Start of DATA SHOWN

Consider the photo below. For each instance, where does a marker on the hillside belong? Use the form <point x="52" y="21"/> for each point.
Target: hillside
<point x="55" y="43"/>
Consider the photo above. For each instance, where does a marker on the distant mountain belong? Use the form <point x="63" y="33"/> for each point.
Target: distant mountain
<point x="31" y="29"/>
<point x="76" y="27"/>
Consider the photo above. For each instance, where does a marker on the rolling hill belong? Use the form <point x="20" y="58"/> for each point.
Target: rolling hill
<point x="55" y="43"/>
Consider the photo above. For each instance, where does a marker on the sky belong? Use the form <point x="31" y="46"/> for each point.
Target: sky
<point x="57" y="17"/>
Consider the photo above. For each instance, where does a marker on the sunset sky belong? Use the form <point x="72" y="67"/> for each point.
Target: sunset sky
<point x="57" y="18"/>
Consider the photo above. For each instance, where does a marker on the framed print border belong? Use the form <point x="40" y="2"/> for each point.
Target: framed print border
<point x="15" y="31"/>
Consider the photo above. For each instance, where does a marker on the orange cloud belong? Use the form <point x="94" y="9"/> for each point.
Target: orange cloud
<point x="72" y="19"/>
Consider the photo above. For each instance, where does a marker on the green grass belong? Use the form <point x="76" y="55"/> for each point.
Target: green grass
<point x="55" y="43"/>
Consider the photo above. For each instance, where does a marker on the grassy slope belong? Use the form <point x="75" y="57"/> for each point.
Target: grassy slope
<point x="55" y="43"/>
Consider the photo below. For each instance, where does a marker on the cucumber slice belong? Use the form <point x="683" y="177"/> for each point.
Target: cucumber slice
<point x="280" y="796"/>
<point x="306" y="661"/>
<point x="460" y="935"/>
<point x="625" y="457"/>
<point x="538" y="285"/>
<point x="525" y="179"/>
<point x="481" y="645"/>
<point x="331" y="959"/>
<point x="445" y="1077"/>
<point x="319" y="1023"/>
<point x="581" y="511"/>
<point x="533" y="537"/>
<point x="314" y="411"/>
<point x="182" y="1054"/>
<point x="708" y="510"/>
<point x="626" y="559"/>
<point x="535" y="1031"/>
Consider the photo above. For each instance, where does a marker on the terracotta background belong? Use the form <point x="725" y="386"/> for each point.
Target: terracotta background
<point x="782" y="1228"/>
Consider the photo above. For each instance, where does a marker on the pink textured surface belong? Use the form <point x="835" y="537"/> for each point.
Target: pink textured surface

End of DATA SHOWN

◆ **TASK DIRECTIONS**
Reproduce the records starting with the line that contains "on the orange" and going on through the end of the records, substituting "pin" for "marker" and leaving all else unchanged.

◆ **RESPONSE**
Consider the photo above. For each instance, where does a pin on the orange cloud belong? Use the form <point x="94" y="9"/> for each point.
Target: orange cloud
<point x="72" y="19"/>
Consider the photo above. For each instance, where does a pin on the green grass belong? Use the form <point x="76" y="55"/> for each point.
Target: green grass
<point x="55" y="43"/>
Consider the photo above. For each instance, where does a pin on the grassy slope belong? Use the form <point x="75" y="57"/> for each point.
Target: grassy slope
<point x="55" y="43"/>
Consider the photo below. For each instance, where does a pin on the cucumber slice belong? Use the form <point x="683" y="177"/> for each point.
Target: cucumber slice
<point x="280" y="796"/>
<point x="306" y="661"/>
<point x="460" y="935"/>
<point x="625" y="457"/>
<point x="538" y="285"/>
<point x="525" y="179"/>
<point x="481" y="645"/>
<point x="331" y="959"/>
<point x="445" y="1077"/>
<point x="319" y="1023"/>
<point x="581" y="511"/>
<point x="533" y="537"/>
<point x="314" y="411"/>
<point x="182" y="1054"/>
<point x="708" y="510"/>
<point x="626" y="559"/>
<point x="535" y="1031"/>
Consider the photo above. For each instance, where does a pin on the terracotta background belong? Use the form <point x="725" y="386"/> for each point.
Target: terracotta background
<point x="782" y="1228"/>
Consider the photo above. For each instance, where does a pin on the pink textured surface belong? Use the form <point x="835" y="537"/> for each point.
Target: pink textured surface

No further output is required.